[Given information]
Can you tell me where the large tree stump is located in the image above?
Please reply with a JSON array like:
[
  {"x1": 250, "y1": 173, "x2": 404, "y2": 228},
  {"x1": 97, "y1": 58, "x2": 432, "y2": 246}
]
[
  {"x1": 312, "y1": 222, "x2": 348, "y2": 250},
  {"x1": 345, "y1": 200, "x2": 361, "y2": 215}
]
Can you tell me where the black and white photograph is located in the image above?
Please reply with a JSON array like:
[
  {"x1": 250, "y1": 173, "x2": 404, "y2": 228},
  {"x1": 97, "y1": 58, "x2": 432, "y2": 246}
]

[Exercise brief] Put every line of the material above into a JSON list of strings, one string per line, and leave out any blank lines.

[Exercise solution]
[
  "Can you tell me where the large tree stump is located in the image above?",
  "Please reply with a JSON array like:",
  "[",
  "  {\"x1\": 250, \"y1\": 173, \"x2\": 404, \"y2\": 228},",
  "  {\"x1\": 97, \"y1\": 58, \"x2\": 432, \"y2\": 246}",
  "]",
  "[",
  "  {\"x1\": 312, \"y1\": 222, \"x2\": 348, \"y2\": 250},",
  "  {\"x1\": 345, \"y1\": 200, \"x2\": 361, \"y2\": 215}",
  "]",
  "Can you tell me where the black and white photograph is located in the image above?",
  "Please reply with a JSON array like:",
  "[",
  "  {\"x1\": 250, \"y1\": 173, \"x2\": 404, \"y2\": 228},",
  "  {\"x1\": 97, \"y1\": 58, \"x2\": 432, \"y2\": 246}",
  "]"
]